EXCERPTED TEXT —
----
Returns a pattern that can be used to apply function to all substrings delimited by delimiter which can be a string or a pattern.

string.splitlines(string)

str = [[
Bravely bold Sir Robin rode forth from Camelot.
He was not afraid to die, O brave Sir Robin!
He was not at all afraid to be killed in nasty ways,
Brave, brave, brave, brave Sir Robin!
]]

for n,line in ipairs(string.splitlines(str)) do
    io.write(string.format("%u: %s\n", n, line))
end

Splits string into a list of lines where empty lines – i.e. consecutive \n's – yield the empty string.

lpeg.splitat(delimiter, [single])

str = [[
Number twenty-three. The shin.
Number twenty-four. Reginald Maudling's shin.
Number twenty-five. The brain.
Number twenty-six. Magaret Thatcher's brain.
Number twenty-seven. More naughty bits.
]]

t = {lpeg.splitat("Number", false):match(str)}
for n,element in pairs(t) do 
    element = element == "" and element .. "\n" or element
    io.write(n..": "..element) 
end

Returns a pattern that produces a list of substrings delimited by delimiter (which can be a pattern or a string). The optional boolean single determines whether the string should be split only at the first match.

string.split(string, separator) | string.checkedsplit(string, separator)
----
ENTRIES PROVIDED —
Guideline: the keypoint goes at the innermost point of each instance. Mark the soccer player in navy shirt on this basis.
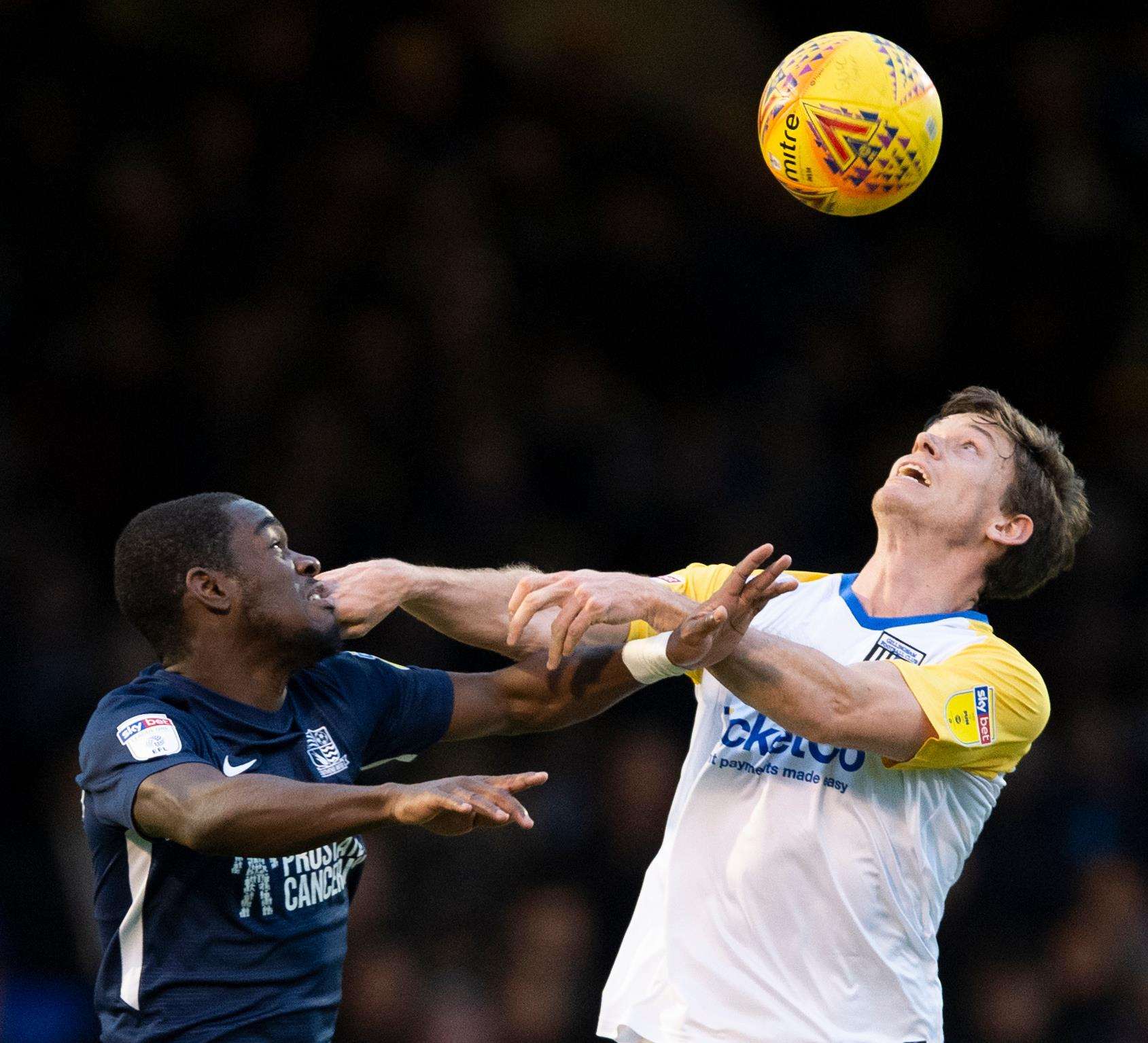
----
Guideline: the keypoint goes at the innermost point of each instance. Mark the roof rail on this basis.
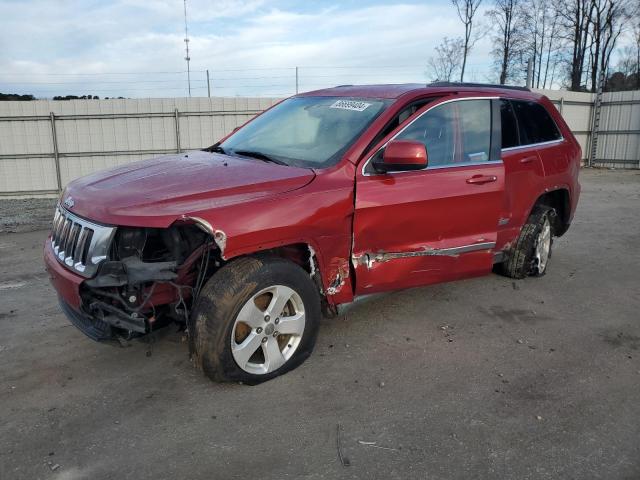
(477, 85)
----
OBJECTIVES —
a – Answer these questions from the excerpt on Lua string splitting, one answer per line and marked the same way:
(i) What do empty lines yield when `string.splitlines` splits a string?
(ii) What does the optional boolean `single` in `lpeg.splitat` determine?
(iii) What two kinds of value can the delimiter of `lpeg.splitat` be?
b – Supply what comes next in the excerpt on Lua string splitting, following on from its last line.

ANSWERS BELOW —
a –
(i) The empty string.
(ii) Whether the string should be split only at the first match.
(iii) A pattern or a string.

b –
theory = [[All brontosauruses are thin at one end, much much thicker in the middle, and then thin again at the far end.]]

theorems = string.split(theory, lpeg.P", " * lpeg.P"and "^-1) 

for n, element in ipairs(theorems) do
    io.write (string.format("Theorem %u: %s\n", n, element))
end

string.split returns, as you would expect, a list of substrings of string delimited by separator. Consecutive separators result in the empty string; its counterpart string.checkedsplit does not match these sequences, returning nil instead.

Note: The corresponding pattern generators are lpeg.split and lpeg.checkedsplit.

lpeg.stripper(string|pattern) | lpeg.keeper(string|pattern)

str = "A dromedary has one hump and a camel has a refreshment car, buffet, and ticket collector."
print(lpeg.stripper("aeiou")       :match(str))
print(lpeg.stripper(lpeg.P"camel "):match(str))

lpeg.stripper returns a pattern that removes either, if the argument is a string, all occurrences of every character of that string or, if the argument is a pattern, all occurrences of that pattern. Its complement, lpeg.keeper, removes anything but the string or pattern respectively. Note: string.keeper does not seem to work as expected with patterns consisting of more than one byte, e.g. lpeg.P("camel").

lpeg.replacer(table)

str = "Luxury Yacht"

rep = {
    [1] = { "Luxury", "Throatwobbler"   },
    [2] = { "Yacht",  "Mangrove"        },
}

print("My name is spelled “" .. str .. "”, but it's pronounced “" .. lpeg.replacer(rep):match(str) .. "”.")

Accepts a list of pairs and returns a pattern that substitutes any first elements of a given pair by its second element. The latter can be a string, a hashtable, or a function (whatever fits with lpeg.Cs).

Note: Choose the order of elements in table with care. Due to LPEG's matching the leftmost element of disjunction first it might turn out to be as crucial as in the following example:

str = "aaababaaba"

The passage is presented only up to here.